BEGIN Input

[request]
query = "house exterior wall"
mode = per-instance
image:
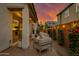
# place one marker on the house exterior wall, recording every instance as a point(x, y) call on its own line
point(73, 15)
point(6, 28)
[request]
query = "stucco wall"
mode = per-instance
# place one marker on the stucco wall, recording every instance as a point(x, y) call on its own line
point(5, 27)
point(25, 28)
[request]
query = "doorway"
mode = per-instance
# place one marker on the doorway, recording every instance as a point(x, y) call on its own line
point(16, 26)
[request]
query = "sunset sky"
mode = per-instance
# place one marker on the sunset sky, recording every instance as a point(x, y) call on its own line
point(48, 11)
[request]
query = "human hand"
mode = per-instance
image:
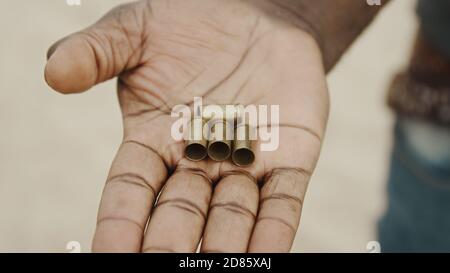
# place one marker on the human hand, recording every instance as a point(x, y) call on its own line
point(165, 53)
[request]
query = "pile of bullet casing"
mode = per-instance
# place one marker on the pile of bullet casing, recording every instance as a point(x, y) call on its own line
point(228, 135)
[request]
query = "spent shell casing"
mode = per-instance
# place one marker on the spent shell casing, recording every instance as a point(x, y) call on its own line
point(243, 154)
point(196, 144)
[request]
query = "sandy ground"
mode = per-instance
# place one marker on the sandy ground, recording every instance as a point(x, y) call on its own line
point(55, 150)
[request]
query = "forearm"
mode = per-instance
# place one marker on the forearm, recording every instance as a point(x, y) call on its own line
point(335, 24)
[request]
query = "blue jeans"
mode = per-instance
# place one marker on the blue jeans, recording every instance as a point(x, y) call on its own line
point(418, 214)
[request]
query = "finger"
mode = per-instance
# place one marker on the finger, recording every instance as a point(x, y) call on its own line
point(232, 214)
point(98, 53)
point(136, 177)
point(180, 214)
point(280, 208)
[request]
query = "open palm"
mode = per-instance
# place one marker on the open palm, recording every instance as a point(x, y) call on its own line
point(165, 53)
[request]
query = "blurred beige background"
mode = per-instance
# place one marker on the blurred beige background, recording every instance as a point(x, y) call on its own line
point(55, 150)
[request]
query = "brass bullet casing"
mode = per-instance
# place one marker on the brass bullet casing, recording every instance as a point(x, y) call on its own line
point(243, 154)
point(229, 112)
point(219, 145)
point(196, 144)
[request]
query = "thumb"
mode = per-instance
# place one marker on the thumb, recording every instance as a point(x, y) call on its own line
point(98, 53)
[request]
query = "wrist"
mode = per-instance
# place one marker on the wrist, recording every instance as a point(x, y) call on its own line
point(333, 24)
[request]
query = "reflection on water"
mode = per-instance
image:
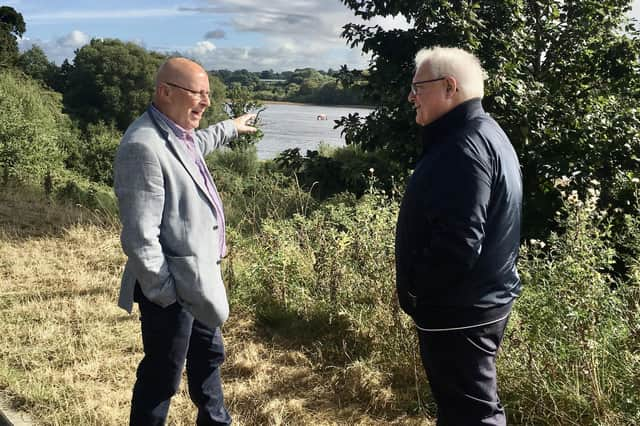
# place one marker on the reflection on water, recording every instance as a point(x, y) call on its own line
point(288, 126)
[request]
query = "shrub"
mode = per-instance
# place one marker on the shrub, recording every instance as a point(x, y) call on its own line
point(570, 356)
point(33, 130)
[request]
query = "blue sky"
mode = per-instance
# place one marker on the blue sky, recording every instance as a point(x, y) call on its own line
point(232, 34)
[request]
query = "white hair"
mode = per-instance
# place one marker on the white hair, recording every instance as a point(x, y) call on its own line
point(458, 63)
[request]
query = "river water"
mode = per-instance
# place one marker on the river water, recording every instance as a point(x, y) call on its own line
point(288, 126)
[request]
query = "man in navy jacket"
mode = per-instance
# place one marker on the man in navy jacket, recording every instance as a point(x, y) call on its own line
point(457, 237)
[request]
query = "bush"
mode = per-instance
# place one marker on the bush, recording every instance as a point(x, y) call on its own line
point(570, 355)
point(33, 130)
point(330, 171)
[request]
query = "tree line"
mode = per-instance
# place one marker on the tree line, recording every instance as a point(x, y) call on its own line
point(305, 85)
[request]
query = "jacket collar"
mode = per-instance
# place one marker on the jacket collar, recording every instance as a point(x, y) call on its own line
point(451, 121)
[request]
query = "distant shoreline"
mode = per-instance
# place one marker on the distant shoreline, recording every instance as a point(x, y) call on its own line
point(319, 105)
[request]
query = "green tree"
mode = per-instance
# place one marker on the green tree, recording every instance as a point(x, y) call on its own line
point(217, 93)
point(110, 81)
point(563, 82)
point(12, 26)
point(34, 134)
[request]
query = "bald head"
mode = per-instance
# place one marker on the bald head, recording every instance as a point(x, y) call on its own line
point(182, 91)
point(178, 71)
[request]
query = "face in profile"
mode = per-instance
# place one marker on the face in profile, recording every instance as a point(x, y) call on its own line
point(428, 95)
point(187, 97)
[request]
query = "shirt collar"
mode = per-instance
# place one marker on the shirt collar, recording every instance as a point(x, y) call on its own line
point(180, 132)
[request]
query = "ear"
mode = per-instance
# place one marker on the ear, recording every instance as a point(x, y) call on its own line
point(451, 86)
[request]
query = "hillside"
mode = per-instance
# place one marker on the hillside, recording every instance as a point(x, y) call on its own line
point(68, 354)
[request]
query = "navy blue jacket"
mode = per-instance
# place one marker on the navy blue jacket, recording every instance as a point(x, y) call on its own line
point(458, 230)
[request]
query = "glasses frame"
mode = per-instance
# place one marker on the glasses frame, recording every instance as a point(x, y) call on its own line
point(200, 93)
point(414, 85)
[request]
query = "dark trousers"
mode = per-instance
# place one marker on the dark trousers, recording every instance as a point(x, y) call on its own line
point(170, 336)
point(461, 368)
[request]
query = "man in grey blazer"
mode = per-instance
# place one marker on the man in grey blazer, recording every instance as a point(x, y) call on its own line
point(173, 236)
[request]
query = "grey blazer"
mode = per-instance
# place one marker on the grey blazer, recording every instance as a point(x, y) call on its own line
point(169, 225)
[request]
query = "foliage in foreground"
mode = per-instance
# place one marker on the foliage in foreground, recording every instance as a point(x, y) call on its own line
point(571, 352)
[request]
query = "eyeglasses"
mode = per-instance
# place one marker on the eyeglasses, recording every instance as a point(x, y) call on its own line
point(202, 93)
point(414, 85)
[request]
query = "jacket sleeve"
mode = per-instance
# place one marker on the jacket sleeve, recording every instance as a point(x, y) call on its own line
point(215, 136)
point(138, 184)
point(453, 212)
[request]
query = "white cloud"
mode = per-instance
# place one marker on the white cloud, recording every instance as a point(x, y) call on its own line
point(75, 39)
point(202, 48)
point(105, 14)
point(60, 49)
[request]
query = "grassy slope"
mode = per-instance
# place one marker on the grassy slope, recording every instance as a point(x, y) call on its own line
point(68, 354)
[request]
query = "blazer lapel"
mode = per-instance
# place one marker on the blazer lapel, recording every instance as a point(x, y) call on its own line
point(183, 155)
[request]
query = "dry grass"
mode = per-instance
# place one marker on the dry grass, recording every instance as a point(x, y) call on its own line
point(68, 354)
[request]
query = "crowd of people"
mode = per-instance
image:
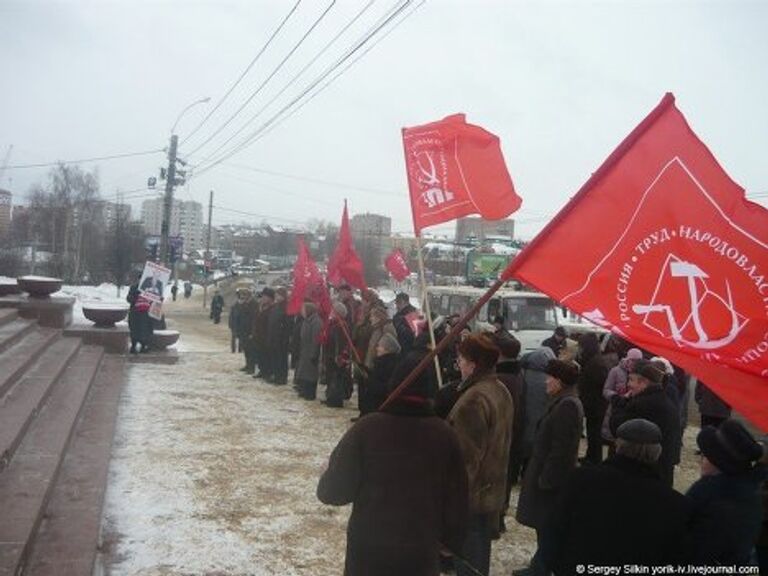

END Input

Exercise description. In your copy of the listing, please omit the pictures and keep every word exact.

Written response.
[request]
query = "house exterior wall"
mode = per-instance
image:
# place one marker on the house exterior wall, recording every instance as a point(x, y) call on its own line
point(73, 15)
point(6, 28)
[request]
query = "stucco wall"
mode = per-instance
# place one marker on the stucco wall, recording every instance as a point(x, y) call on its own line
point(5, 27)
point(25, 28)
[request]
query = "doorway"
mode = per-instance
# place one marker on the doorway, recording every instance as a point(x, y) call on its own line
point(16, 26)
[request]
query = "sunset sky"
mode = per-instance
# place one marker on the sunset sky, recording every instance as a point(x, y) call on its own line
point(48, 11)
[request]
query = "human hand"
mode = per-instance
image:
# place one marker on the human hand, recording every instance as a point(x, y) call on its own line
point(165, 53)
[request]
query = "pile of bullet casing"
mode = per-instance
# place one marker on the pile of bullet casing, recording every instance as a point(x, y) call on its own line
point(228, 135)
[request]
query = "spent shell casing"
mode = per-instance
# place one marker on the spent shell casing, recording every instance as a point(x, y) call on its own line
point(243, 154)
point(196, 144)
[request]
query = "sandy ground"
mode = per-instance
# place one marker on the sandy ground, recording every instance as a point(x, y) call on its own line
point(55, 150)
[request]
query = "forearm"
mode = per-instance
# place one marker on the forearm, recording every instance as a point(x, y) call on its own line
point(335, 24)
[request]
query = "blue jeans"
mode = per-instance
# place one marker on the blue jeans, recording every instance as a point(x, y) call on its own line
point(418, 214)
[request]
query = "finger"
mode = per-instance
# place one marker on the finger, recording every instance as a point(x, y) call on its own line
point(232, 214)
point(98, 53)
point(136, 177)
point(180, 214)
point(280, 208)
[request]
query = "open palm"
mode = per-instance
# place one marker on the open palm, recording every instance as a point(x, y) call on its own line
point(165, 53)
[request]
query = "blurred beige background"
mode = per-instance
# place one marker on the blurred beige background, recording every instance as a point(x, y) call on its own line
point(55, 150)
[request]
query = "brass bullet casing"
mode = per-instance
# place one marker on the brass bullet casing, recording every instance as a point(x, y) call on its own line
point(243, 154)
point(229, 112)
point(219, 145)
point(196, 144)
[request]
query = "thumb"
mode = per-instance
# place one marker on the thumb, recording every instance as a point(x, y) call on its own line
point(98, 53)
[request]
query = "wrist"
mode = per-instance
# place one marker on the wrist, recording every instance as a point(x, y) call on its own line
point(333, 24)
[request]
query = "reflection on water"
mode = per-instance
image:
# place one marker on the reflection on water, recording every instance as a point(x, y) call on its own line
point(288, 126)
[request]
query = "shrub"
mode = per-instance
# place one marker on the shrub, recording every instance as a point(x, y) call on its own line
point(570, 356)
point(33, 130)
[request]
query = "blue sky"
mode = per-instance
# place one marker on the blue sky, recording every instance as a point(x, y) call on its own line
point(232, 34)
[request]
query = "white hair"
mode = per-instance
# place one marker on the white hair, recording every instance as a point(x, y) call on its own line
point(458, 63)
[request]
query = "river water"
mode = per-instance
# place one marker on the river water, recording every instance as a point(x, y) call on its own line
point(288, 126)
[request]
query = "man in navy jacket"
mode = per-instance
# place one marker on the man in navy jacket, recording every instance as a point(x, y) call on its own line
point(457, 237)
[request]
query = "bush"
mode = per-instance
# place one marker on the bush, recording every instance as a point(x, y) call on its own line
point(570, 355)
point(33, 130)
point(330, 171)
[request]
query = "tree line"
mode = per-instance
# place one marker on the tree line, recording every instance as a point(x, y) call on its own line
point(305, 85)
[request]
query = "jacket collar"
mode = per-instance
# place one marker on the jacket collar, recording every instance as a point(x, y) call on its own line
point(451, 121)
[request]
query = "distant shoreline"
mode = per-instance
# place one marker on the distant shoreline, recording every instance as a point(x, y) call on its own line
point(319, 105)
[request]
query = "green tree"
mode = per-instance
# place one marker on the green tree, recording every instance as a point(x, y) call on its own line
point(217, 93)
point(110, 81)
point(563, 82)
point(12, 26)
point(34, 134)
[request]
query = "bald head"
mode = per-instance
# place one marker on the bald head, recording every instance as a point(x, y) call on its own line
point(182, 91)
point(178, 71)
[request]
query = "face in profile"
mode = per-instance
# place one marker on the face in profile, recording every instance as a point(x, y) call on its own line
point(428, 95)
point(187, 97)
[request]
query = "shirt collar"
mode = per-instance
# place one marker on the shirt collar, recording every instance as a point(x, y) call on its own line
point(180, 132)
[request]
query = "ear"
mode = per-instance
# place one marker on the ear, recording every instance as a point(x, y) call on its own line
point(451, 86)
[request]
query = "hillside"
mode = per-instance
# place one marker on the hillside, recording every instance as a point(x, y) call on its own line
point(68, 354)
[request]
query = "navy blue jacket"
mode = per-instance
# place one marker on the navy blue jacket, recording every instance as a point(x, y) call on its own line
point(458, 230)
[request]
query = "glasses frame"
mode = per-instance
# place one marker on the glasses frame, recording every instance as a point(x, y) call on its own line
point(200, 93)
point(414, 85)
[request]
query = "dark trousers"
mode = per-instance
# place one marker on the dark trousers, recording every instance as a point(x, y) call on its own line
point(170, 336)
point(461, 368)
[request]
query = "man in grey blazer"
mode = per-instance
# place one marker on the man in grey blazer, recording every instance as a point(x, y) call on its own line
point(173, 236)
[request]
query = "grey blazer"
mode = per-instance
# place one marker on the grey blazer, recording every instance as a point(x, y) call on its own line
point(169, 225)
[request]
query = "foliage in foreground"
mode = per-instance
# place one marker on the foliage in foreground, recording every instance as a point(x, y) call on its own line
point(571, 352)
[request]
query = "eyeglasses"
mode = per-instance
# place one marker on the eyeglasses, recording every instance as a point(x, y) call on its own line
point(202, 93)
point(414, 85)
[request]
query = "jacket sleeve"
mode = per-instance
# place one marker on the jacket sleeve, recording every instance as a point(x, y) call on its own line
point(215, 136)
point(138, 184)
point(453, 212)
[request]
query = "white cloud"
mode = per-instance
# place one marker on the white cloud, recording every instance as a point(x, y) call on its own line
point(75, 39)
point(202, 48)
point(105, 14)
point(60, 49)
[request]
query = "grassy slope"
mode = per-instance
# place one marker on the grassy slope, recording every instance as a point(x, y) call on its own line
point(68, 354)
[request]
query = "blazer lapel"
mode = per-instance
# place one marker on the blazer lapel, recording every instance as a point(x, y) call on its own line
point(183, 155)
[request]
query = "dry grass"
mode = per-instance
# place one marker on the dry grass, recording every instance as a point(x, y) call on its own line
point(68, 354)
[request]
query = "crowd of people"
mode = per-instance
image:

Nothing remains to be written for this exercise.